## Your instructions
Reproduce every entry exactly.

## Part of a data file
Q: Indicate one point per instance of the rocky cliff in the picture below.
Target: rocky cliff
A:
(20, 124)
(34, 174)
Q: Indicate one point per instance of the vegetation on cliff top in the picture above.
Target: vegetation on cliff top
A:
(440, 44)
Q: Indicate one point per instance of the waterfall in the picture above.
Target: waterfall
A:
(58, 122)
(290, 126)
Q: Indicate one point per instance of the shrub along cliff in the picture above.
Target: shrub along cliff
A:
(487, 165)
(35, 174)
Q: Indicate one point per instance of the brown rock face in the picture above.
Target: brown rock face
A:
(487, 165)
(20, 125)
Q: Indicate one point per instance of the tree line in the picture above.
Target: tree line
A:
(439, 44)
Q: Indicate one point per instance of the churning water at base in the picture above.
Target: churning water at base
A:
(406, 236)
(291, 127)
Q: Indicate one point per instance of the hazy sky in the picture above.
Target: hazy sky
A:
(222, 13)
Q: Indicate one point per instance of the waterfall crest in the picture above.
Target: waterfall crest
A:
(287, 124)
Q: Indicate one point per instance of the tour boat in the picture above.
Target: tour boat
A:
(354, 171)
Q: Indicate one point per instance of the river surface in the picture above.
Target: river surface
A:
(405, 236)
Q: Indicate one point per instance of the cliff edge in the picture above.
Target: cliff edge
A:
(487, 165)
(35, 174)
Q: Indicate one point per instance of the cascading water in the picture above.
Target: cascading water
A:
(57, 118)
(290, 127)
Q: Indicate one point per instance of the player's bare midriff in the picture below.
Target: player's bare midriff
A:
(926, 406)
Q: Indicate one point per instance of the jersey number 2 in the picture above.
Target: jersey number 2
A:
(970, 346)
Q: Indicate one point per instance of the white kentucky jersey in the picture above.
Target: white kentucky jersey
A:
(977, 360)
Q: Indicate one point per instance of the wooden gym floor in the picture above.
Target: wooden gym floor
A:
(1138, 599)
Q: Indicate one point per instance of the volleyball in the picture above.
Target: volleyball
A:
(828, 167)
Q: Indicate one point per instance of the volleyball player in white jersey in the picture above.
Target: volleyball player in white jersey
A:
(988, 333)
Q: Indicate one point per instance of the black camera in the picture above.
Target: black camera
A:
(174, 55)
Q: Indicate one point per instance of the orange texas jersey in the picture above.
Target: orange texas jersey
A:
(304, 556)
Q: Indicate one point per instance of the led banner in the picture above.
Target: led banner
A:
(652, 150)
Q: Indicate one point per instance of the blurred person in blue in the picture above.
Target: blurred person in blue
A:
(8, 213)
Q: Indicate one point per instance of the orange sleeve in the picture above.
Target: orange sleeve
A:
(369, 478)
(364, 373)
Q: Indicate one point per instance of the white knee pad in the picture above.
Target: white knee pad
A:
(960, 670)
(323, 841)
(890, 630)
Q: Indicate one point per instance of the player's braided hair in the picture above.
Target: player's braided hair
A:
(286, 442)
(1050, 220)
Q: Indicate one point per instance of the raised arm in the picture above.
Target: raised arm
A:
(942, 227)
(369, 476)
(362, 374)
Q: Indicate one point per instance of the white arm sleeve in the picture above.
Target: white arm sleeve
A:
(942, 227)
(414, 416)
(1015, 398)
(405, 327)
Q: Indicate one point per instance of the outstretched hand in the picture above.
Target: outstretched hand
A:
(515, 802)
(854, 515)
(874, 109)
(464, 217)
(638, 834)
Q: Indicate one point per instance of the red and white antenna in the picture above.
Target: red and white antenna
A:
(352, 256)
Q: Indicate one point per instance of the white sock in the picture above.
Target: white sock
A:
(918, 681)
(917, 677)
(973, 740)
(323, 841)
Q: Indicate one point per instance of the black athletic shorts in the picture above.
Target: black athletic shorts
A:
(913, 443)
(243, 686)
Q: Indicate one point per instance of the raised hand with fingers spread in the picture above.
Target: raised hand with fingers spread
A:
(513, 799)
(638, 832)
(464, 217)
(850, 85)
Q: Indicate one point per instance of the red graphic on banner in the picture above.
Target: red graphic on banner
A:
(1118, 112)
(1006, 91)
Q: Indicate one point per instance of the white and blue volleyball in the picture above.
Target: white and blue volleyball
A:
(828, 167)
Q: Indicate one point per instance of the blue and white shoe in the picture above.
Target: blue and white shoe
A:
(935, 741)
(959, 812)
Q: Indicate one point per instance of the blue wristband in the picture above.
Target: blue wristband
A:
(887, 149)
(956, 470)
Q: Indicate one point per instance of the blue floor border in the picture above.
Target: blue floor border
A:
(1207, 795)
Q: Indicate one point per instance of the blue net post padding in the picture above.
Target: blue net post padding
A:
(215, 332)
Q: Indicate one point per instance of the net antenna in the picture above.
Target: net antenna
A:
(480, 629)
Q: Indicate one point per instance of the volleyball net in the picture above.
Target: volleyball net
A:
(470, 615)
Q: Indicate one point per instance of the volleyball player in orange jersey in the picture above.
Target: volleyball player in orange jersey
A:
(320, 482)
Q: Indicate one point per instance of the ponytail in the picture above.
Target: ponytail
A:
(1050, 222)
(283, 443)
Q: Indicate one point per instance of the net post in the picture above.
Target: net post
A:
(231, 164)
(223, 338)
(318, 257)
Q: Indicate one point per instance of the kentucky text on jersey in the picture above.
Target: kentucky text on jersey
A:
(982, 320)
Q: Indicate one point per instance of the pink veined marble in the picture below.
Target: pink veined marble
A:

## Expected answer
Q: Indicate one point per instance of the rocky cliff in the picture below.
Target: rocky cliff
A:
(20, 124)
(34, 174)
Q: Indicate one point per instance of the vegetation on cliff top in the picture above.
Target: vegetation on cliff top
A:
(440, 44)
Q: Indicate one point per instance of the waterfall in the picture above.
Target: waterfall
A:
(58, 122)
(290, 126)
Q: Indicate one point per instance of the shrub along cliff in the picture above.
Target: shrub along cliff
A:
(487, 165)
(35, 174)
Q: Indicate one point per instance of the brown rock face in the picture above.
Target: brown rock face
A:
(487, 165)
(20, 125)
Q: Indicate one point per instance of the tree line in the picture above.
Target: tree line
A:
(439, 44)
Q: Indicate one point per instance of the churning water at base in the picture above.
Target: churning water at base
A:
(406, 236)
(291, 127)
Q: Indicate one point per instance of the hazy sky in the picture above.
Target: hazy sky
A:
(222, 13)
Q: Indicate one point per instance of the waterfall crest in the picture above.
Target: waterfall crest
A:
(287, 124)
Q: Indicate one point per instance of the tour boat in the picture above.
Target: tour boat
A:
(354, 171)
Q: Indicate one point per instance of the river surface in the picture above.
Target: river surface
A:
(405, 236)
Q: Indicate one point per instance of the cliff edge in the picture above.
Target: cliff edge
A:
(487, 165)
(35, 174)
Q: Indicate one point per instance of the cascading water in the picture above.
Target: cascading water
A:
(57, 118)
(290, 127)
Q: Indicate one point per instance of the player's bare midriff in the picture below.
Target: player's bare midriff
A:
(926, 406)
Q: Indicate one point per instance of the jersey number 2 in the picture above.
Target: jersey number 2
A:
(970, 346)
Q: Indicate one point per instance of the white kentucky jersey in the picture above.
Target: white kentucky jersey
A:
(977, 360)
Q: Indicate one point per instance of the wooden gym floor in the picture above.
Target: wooden gym floor
A:
(1138, 599)
Q: Indicate one point per instance of the volleyball in the picture above.
Target: volleyball
A:
(828, 167)
Q: Indicate one point per instance of the volleyball player in white jersey in the picture above.
Target: volleyball player in white jersey
A:
(988, 333)
Q: Indicate one point per instance of the black camera in the picture above.
Target: black camera
A:
(174, 55)
Q: Indicate one point per instance of the orange texas jersey in the picture above.
Target: orange texas jersey
A:
(304, 556)
Q: Indicate one point per instance of the led banner in the picture above.
Target: led banner
A:
(652, 150)
Q: Indicate one point per instance of the blurred person in blue in the picture above.
Target: blurred person in blue
A:
(8, 213)
Q: Indicate one point per instance of the orange sleeve in the picture above.
Target: orange sleeve
A:
(369, 478)
(364, 373)
Q: Indicate one point per instance of the white knee pad in the picture above.
Target: white knee pad
A:
(960, 670)
(323, 841)
(890, 630)
Q: Indicate one point per instance of the player's braided hair in the picture above.
Target: player's braided hair
A:
(286, 442)
(1050, 220)
Q: Indicate one point per instance of the raised arm in the picture above.
Target: raised arm
A:
(942, 227)
(369, 476)
(362, 374)
Q: Indicate one point per instance of the white arm sleeve in the picture above.
Target: white arm sleeve
A:
(942, 227)
(414, 416)
(1015, 398)
(405, 327)
Q: Indicate one point per instance of the outstretched hand in the picture above.
Target: outstretched hand
A:
(515, 802)
(854, 515)
(874, 109)
(464, 217)
(638, 834)
Q: Indicate one point per instance of the red and white antenna in the picture above.
Target: red and white antenna
A:
(352, 256)
Q: Indicate one point per instance of the white sock in the picture above.
Target: white sock
A:
(918, 681)
(917, 677)
(973, 740)
(323, 841)
Q: Indicate one point per instance of the black athletic shorts in the picture above.
Target: black athletic shorts
A:
(913, 443)
(243, 686)
Q: Indicate one point per instance of the raised hand with fingers spread in the picture above.
Target: raised hand with fingers spread
A:
(513, 799)
(638, 832)
(464, 217)
(850, 85)
Q: Indicate one point per instance of the red graphic on banner in the picture above.
Target: red graphic on banner
A:
(1118, 112)
(1006, 91)
Q: Indicate one point per instance of the white and blue volleyball in the picture above.
Target: white and blue volleyball
A:
(828, 167)
Q: Indicate one point per instance of the blue and white shoe in the picture above.
Target: blue and white shoe
A:
(935, 741)
(959, 812)
Q: Indicate one point per instance of the blue wristband in the picture above.
Target: blue wristband
A:
(887, 149)
(956, 470)
Q: Indicate one point per instance of the blue floor border in the picture above.
Target: blue floor border
A:
(1207, 795)
Q: Indicate one point per instance of the blue net post padding in the picture above.
Target: blue net post padding
A:
(215, 332)
Q: Indicate one point per instance of the net antenna in the picture above.
Target: net antenna
A:
(480, 629)
Q: Indicate one point per instance of the volleyball net in the picture above.
Target: volleyball net
A:
(470, 615)
Q: Indicate one point per instance of the volleyball player in orange jersey in the picture above.
Target: volleyball player in orange jersey
A:
(320, 482)
Q: Indicate one point per instance of the ponytail in the picture above.
Target: ponytail
A:
(1050, 222)
(283, 443)
Q: Indicate one point per instance of the net post in the picture above.
Target: net post
A:
(231, 164)
(223, 338)
(318, 257)
Q: Indicate one point per instance of the kentucky text on jersey in the picture above.
Target: kentucky text on jersey
A:
(982, 320)
Q: Indicate one point per instance of the pink veined marble in the picture below.
Target: pink veined marble
A:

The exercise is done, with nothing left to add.